_Task statement_: Locate every line in the items below that contains the word "fireplace". Copy each of those lines.

## begin The records

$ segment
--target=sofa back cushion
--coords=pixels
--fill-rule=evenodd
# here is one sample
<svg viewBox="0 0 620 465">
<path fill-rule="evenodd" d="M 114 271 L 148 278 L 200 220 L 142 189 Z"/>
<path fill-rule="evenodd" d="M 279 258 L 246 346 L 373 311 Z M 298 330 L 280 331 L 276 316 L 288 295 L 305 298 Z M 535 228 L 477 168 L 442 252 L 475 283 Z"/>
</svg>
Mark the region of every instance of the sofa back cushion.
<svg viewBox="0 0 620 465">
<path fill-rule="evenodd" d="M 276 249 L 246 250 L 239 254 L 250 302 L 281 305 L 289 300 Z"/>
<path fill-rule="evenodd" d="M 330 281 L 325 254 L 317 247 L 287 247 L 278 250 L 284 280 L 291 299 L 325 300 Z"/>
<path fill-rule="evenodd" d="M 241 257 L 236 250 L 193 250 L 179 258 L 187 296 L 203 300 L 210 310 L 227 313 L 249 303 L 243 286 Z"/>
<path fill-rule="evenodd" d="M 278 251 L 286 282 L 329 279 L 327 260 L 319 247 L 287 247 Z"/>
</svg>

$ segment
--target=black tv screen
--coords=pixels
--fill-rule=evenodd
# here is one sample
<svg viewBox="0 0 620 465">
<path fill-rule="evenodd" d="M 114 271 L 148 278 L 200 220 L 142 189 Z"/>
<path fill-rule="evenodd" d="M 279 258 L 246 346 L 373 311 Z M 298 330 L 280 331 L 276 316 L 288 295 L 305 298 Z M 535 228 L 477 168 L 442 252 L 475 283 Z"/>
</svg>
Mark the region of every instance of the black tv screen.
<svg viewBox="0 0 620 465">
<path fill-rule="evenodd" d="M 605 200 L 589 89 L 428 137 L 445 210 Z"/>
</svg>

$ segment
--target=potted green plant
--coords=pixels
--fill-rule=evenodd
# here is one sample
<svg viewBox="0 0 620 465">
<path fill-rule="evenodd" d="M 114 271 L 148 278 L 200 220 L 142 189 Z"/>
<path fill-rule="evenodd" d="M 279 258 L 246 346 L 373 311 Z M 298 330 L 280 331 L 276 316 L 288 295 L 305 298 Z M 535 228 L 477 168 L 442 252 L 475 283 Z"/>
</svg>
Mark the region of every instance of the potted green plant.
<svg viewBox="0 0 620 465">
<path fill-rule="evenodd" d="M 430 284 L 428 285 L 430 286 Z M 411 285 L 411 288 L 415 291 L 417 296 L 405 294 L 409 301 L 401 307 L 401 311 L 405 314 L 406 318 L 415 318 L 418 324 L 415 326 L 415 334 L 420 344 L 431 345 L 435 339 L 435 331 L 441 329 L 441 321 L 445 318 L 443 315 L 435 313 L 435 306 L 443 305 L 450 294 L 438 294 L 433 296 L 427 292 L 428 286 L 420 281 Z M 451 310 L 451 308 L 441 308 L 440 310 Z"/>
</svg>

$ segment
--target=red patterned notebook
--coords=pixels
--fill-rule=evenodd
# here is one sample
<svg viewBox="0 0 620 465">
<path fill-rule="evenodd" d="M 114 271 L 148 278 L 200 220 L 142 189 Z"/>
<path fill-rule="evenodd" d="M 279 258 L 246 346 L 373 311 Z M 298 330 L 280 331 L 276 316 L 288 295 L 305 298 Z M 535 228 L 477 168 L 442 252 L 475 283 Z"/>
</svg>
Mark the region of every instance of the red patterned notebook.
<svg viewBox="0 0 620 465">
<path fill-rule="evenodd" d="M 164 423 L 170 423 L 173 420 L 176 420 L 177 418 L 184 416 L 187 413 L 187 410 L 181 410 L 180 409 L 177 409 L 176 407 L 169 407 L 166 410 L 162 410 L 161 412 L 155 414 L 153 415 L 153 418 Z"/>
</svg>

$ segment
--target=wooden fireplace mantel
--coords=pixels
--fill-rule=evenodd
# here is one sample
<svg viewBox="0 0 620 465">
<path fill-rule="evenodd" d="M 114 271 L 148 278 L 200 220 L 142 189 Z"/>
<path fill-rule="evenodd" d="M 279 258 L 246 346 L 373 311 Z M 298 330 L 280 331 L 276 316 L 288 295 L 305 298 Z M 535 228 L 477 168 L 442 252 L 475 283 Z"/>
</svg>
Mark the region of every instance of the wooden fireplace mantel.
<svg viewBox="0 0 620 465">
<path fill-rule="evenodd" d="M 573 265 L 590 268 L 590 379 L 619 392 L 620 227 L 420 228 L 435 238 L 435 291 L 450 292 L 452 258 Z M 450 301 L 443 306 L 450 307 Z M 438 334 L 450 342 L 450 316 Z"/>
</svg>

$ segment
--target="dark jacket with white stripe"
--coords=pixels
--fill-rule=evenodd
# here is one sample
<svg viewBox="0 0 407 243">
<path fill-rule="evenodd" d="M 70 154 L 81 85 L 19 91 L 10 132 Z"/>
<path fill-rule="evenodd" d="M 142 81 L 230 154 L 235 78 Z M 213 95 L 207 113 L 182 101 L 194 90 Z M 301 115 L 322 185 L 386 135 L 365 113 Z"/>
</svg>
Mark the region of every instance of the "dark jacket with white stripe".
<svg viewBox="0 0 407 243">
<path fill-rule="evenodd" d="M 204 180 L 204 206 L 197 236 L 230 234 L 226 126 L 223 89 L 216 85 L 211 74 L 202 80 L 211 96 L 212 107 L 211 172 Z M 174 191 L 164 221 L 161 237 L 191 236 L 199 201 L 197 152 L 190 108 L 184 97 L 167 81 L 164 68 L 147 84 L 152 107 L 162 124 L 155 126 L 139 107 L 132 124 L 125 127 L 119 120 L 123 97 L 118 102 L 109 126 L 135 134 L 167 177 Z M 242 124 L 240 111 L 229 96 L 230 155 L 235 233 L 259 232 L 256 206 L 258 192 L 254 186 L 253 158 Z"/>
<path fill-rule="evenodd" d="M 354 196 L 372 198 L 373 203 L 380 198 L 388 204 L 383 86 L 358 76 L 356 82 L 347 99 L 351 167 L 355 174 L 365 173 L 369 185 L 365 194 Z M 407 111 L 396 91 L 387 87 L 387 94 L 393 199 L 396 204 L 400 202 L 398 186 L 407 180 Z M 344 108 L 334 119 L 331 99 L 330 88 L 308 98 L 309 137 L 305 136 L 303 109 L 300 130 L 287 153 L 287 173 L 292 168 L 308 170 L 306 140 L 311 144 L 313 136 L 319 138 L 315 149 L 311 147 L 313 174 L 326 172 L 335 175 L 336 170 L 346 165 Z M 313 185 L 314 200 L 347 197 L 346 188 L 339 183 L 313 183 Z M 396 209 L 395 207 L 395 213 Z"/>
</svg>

## end The records

_Result of the exercise_:
--target=wooden fireplace mantel
Mark the region of every instance of the wooden fireplace mantel.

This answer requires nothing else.